§ Aim of the task:
Find each line in the material below that contains the word "window" and copy those lines out in full.

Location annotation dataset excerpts
· · · · · · ·
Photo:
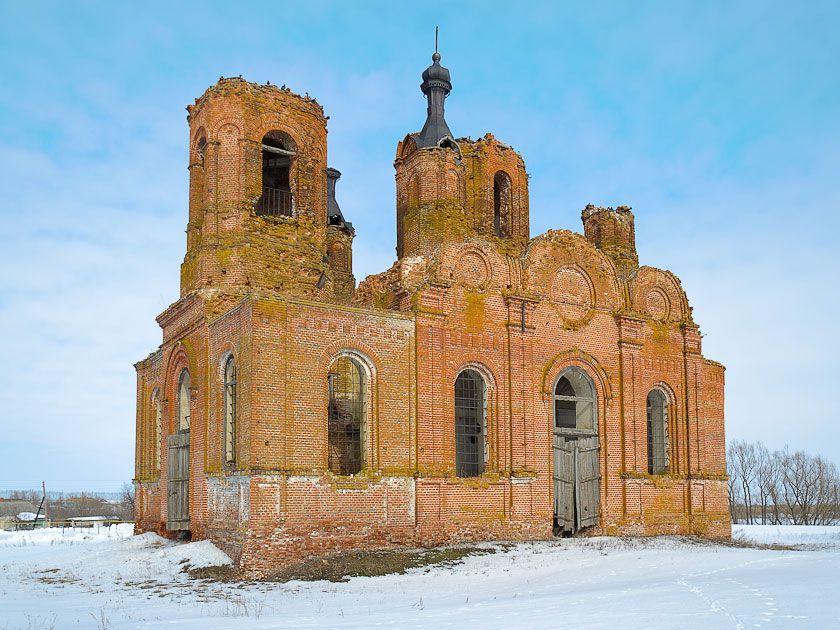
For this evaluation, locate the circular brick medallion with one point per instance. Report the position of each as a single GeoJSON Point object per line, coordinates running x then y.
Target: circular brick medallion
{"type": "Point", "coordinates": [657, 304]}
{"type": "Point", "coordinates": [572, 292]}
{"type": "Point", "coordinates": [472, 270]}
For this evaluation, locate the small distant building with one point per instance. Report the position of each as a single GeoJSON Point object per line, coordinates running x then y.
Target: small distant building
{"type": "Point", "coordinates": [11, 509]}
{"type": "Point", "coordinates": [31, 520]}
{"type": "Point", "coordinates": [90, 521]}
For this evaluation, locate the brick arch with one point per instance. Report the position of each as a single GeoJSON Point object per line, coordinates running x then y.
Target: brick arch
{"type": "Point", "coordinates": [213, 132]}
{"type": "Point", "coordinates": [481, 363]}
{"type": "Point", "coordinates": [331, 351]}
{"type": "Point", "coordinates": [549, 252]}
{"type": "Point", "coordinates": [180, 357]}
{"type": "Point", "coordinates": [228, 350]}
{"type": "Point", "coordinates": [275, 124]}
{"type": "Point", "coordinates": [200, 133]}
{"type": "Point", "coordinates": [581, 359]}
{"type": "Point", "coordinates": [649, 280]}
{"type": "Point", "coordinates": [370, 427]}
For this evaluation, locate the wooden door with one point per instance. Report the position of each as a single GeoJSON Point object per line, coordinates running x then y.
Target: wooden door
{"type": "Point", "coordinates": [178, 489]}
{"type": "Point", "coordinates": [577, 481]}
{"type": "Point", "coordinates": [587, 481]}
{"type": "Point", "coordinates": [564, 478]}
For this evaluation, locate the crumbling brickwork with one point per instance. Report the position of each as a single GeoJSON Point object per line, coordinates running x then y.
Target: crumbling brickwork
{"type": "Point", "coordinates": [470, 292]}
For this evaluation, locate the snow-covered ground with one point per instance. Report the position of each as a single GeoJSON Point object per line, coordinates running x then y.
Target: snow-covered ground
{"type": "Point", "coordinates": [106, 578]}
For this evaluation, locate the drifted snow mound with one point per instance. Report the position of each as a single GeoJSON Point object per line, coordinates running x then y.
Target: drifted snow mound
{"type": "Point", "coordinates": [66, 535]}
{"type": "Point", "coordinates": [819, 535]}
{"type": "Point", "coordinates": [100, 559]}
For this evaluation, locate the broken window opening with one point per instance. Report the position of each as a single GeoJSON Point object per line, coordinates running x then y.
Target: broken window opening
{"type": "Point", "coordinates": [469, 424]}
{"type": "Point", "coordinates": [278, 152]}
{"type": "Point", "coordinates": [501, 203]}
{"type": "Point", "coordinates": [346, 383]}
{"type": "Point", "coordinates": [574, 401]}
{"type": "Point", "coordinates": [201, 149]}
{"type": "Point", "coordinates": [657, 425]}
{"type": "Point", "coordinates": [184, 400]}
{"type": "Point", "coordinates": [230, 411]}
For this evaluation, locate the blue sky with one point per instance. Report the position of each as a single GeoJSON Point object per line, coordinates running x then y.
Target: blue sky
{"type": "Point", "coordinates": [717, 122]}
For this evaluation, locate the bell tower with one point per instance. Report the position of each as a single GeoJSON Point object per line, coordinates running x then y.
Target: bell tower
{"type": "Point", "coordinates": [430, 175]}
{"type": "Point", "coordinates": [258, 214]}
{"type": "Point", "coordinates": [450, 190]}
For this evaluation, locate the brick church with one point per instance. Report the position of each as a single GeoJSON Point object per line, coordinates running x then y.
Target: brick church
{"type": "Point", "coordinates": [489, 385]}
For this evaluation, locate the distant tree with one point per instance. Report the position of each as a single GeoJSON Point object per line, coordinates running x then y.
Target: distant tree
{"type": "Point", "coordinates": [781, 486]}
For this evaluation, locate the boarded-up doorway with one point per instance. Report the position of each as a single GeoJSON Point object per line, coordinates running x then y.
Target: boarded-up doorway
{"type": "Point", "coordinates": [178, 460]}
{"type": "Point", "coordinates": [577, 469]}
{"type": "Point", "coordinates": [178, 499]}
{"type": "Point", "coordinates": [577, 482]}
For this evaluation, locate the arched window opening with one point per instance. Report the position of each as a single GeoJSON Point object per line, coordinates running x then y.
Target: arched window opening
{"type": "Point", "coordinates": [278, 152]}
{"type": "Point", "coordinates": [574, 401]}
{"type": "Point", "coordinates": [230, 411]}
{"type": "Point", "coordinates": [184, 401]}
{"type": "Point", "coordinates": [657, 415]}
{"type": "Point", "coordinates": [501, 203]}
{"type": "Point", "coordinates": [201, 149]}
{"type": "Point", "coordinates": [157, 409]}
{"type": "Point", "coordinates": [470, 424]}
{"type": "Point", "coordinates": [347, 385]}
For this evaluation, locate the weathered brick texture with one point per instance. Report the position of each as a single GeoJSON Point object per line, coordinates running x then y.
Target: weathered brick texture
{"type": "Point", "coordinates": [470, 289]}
· · · · · · ·
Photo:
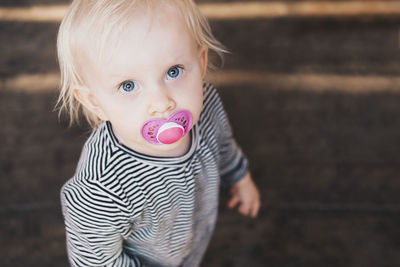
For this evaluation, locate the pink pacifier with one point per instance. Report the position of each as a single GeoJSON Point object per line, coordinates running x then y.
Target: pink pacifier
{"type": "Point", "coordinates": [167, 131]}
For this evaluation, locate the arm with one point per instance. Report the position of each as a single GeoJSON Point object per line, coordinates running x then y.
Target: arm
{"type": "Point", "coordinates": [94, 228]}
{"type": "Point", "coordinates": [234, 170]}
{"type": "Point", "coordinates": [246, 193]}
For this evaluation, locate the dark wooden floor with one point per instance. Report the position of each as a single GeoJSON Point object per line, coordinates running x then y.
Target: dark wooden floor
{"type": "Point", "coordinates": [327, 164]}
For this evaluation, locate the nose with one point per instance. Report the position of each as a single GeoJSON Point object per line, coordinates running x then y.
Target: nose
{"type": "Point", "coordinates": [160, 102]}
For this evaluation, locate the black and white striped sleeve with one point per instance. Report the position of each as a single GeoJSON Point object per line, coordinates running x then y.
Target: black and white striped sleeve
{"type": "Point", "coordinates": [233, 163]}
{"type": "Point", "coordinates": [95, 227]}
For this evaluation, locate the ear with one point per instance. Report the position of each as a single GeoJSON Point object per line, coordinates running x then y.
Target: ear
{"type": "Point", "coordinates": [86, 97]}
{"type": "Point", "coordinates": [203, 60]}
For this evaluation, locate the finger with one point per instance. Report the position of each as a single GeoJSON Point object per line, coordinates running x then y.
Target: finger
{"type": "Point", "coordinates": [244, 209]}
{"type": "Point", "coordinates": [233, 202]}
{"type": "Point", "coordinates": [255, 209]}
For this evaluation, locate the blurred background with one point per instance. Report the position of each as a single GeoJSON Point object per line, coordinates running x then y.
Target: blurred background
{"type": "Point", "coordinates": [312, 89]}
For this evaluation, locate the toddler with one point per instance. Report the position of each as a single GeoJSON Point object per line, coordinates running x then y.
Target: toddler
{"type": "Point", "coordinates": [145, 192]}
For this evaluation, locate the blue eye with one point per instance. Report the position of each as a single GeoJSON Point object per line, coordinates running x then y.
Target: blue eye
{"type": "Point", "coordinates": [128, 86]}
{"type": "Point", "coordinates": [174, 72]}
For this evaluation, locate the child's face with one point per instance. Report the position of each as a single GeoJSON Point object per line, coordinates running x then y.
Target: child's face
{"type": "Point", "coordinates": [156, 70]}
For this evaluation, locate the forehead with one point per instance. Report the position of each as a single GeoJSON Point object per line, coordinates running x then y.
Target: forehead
· · · · · · ·
§ Worked answer:
For this evaluation, locate the broken window opening with one point per instance. Report the position of each as a single GeoJSON Point object per line, coordinates running x then y.
Target: broken window opening
For this evaluation, locate the arched window opening with one point per instance. Report the position of each as a single GeoJSON Point object per line, coordinates running x then y.
Target: arched window opening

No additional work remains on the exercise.